▶ 本文抜粋:
<<<<
書類選考が通り、いよいよ面接。面接官はどのようなポイントを見ているのでしょうか?
この記事では、障害のある方の「働きたい」という想いをサポートする就労移行支援事業所ルーツの支援員が、面接の基本的なマナーからよく聞かれる質問と面接官が見ているポイントをご紹介いたします。
「働きたい」と思った企業で働くことが叶うよう、面接の対策を進めていきましょう。
【佐藤奈摘】
就労移行ITスクール川崎の支援員として働いています。支援員の立場だからこそわかることを客観的に紹介していきます。
目次
面接のマナー
時間管理
面接会場には10分前に到着するようにしましょう。面接会場に遅刻してしまうと「就労後も大事な場面で遅刻する可能性があるのではないか」と良くない印象を与えてしまいます。一方、早すぎても急かしているようで良くありません。
10分から5分前に受付し、「こんにちは。本日〇時からの面接で参りました、〇〇と申します。(採用担当の〇〇様にお取次ぎいただけますでしょうか)」と伝えましょう。すれ違う社員に挨拶をし、面接官を待ちます。
言葉遣い
面接では普段通りの自分をアピールしたいと思いますが、友達感覚で話さないよう、言葉遣いには注意してください。就労後もビジネスマナーとして敬語は必要ですので、最低限の敬語は面接前に身につけておきましょう。
下記の表に、面接で良く使用し、かつ間違えやすい敬語の例を挙げましたので、参考にしてみてください。
誤 | 了解しました。 |
正 | かしこまりました。 |
誤 | ございますか。 |
正 | いらっしゃいますか。 |
誤 | うかがっていますか。 |
正 | お聞きになりましたか。 |
身だしなみ
服装について特別何か指定されなければ、スーツを着用しましょう。シャツやスーツに、シワやシミなどがついてないか、香水などの匂いは強くないか、表情が見えない髪型になっていないかをチェックします。
身だしなみを整えることは、就労後にも求められるビジネススキルです。面接官に清潔感のある印象を与えるようにしましょう。
面接官は以上の3ポイントをチェックすることで「社風に合うか」「ビジネスマナーはあるか」、つまり「あなたと一緒に働きたいかどうか」を見ています。基本的なことですが、コミュニケーションの取り方や身だしなみには気を配りましょう。
障害者採用面接でよく聞かれる質問例
自己PR
「自己PRをお願いします」
「自己紹介をお願いします」と言われる場合もあります。その場合、面接開始時に面接官が軽い自己紹介をしてくださるケースがありますので、面接官と同じか、それより少し長い自己紹介をするようにしましょう。
これまでに働いた経験がある場合は、職務経歴書に記載した実例をあげながら、応募した会社・業種で活かせるアピール内容を考えましょう。働いた経験がない場合は、学生時代の経験やアルバイトなどの経験から、自分の強みをみつけてアピールできる内容を考えましょう。
職務経歴
「今まで、どのような仕事をしてきましたか」
職務経歴書に記載していることですが、この質問を通して、書類だけではわからないスキルや知識をアピールすることができます。
>>>>
▶ 課題:
[a] 本文抜粋では、面接会場には何分前に到着するよう勧めていますか。
[b] 本文抜粋のうち、「10分から5分前に受付し、「」から「ていないかをチェックします。」までの部分を、両端を含めて打ち直してください。
[c] 次の(i)〜(iii)の記述が本文抜粋の内容と合っているかどうかを、それぞれ「はい」または「いいえ」で答え、判断の根拠となる本文の語句をそのまま引用してください。
(i) 服装について特に指定がない場合は、スーツを着用するよう勧めている。
(ii) 面接会場には、早く到着すればするほど良い印象を与えるとしている。
(iii) 働いた経験がない場合は、学生時代やアルバイトなどの経験から自分の強みを見つけるよう勧めている。

▶ 保存済みデータ:
<<<<
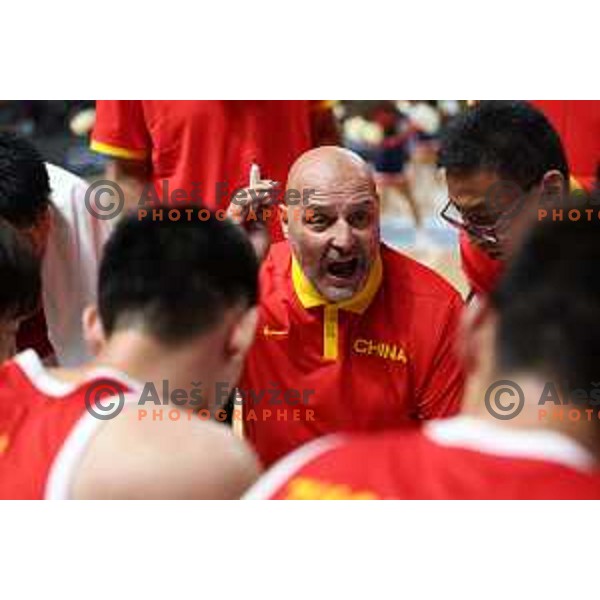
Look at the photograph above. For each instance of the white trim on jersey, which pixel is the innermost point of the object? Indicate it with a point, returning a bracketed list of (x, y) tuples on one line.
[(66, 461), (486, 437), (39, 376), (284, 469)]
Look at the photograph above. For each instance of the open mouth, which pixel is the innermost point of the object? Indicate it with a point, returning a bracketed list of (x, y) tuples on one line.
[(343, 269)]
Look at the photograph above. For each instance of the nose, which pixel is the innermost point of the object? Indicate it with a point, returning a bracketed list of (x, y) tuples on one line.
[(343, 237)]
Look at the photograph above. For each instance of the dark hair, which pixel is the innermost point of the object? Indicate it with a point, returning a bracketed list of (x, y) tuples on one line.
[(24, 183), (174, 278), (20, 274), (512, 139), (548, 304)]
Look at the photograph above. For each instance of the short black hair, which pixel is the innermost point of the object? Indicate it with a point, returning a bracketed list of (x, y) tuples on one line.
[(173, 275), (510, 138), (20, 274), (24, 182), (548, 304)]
>>>>
<<<<
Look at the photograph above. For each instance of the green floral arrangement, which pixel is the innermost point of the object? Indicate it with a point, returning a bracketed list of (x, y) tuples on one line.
>>>>
<<<<
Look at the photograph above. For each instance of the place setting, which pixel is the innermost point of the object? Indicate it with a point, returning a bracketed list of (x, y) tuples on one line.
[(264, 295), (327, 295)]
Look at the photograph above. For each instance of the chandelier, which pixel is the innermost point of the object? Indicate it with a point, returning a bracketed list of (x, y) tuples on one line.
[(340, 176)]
>>>>
▶ 課題別の解答:
[a] 10分前です。

[b]
10分から5分前に受付し、「こんにちは。本日〇時からの面接で参りました、〇〇と申します。(採用担当の〇〇様にお取次ぎいただけますでしょうか)」と伝えましょう。すれ違う社員に挨拶をし、面接官を待ちます。
言葉遣い
面接では普段通りの自分をアピールしたいと思いますが、友達感覚で話さないよう、言葉遣いには注意してください。就労後もビジネスマナーとして敬語は必要ですので、最低限の敬語は面接前に身につけておきましょう。
下記の表に、面接で良く使用し、かつ間違えやすい敬語の例を挙げましたので、参考にしてみてください。
誤 | 了解しました。 |
正 | かしこまりました。 |
誤 | ございますか。 |
正 | いらっしゃいますか。 |
誤 | うかがっていますか。 |
正 | お聞きになりましたか。 |
身だしなみ
服装について特別何か指定されなければ、スーツを着用しましょう。シャツやスーツに、シワやシミなどがついてないか、香水などの匂いは強くないか、表情が見えない髪型になっていないかをチェックします。

[c]
(i) はい。「服装について特別何か指定されなければ、スーツを着用しましょう。」
(ii) いいえ。「一方、早すぎても急かしているようで良くありません。」
(iii) はい。「働いた経験がない場合は、学生時代の経験やアルバイトなどの経験から、自分の強みをみつけてアピールできる内容を考えましょう。」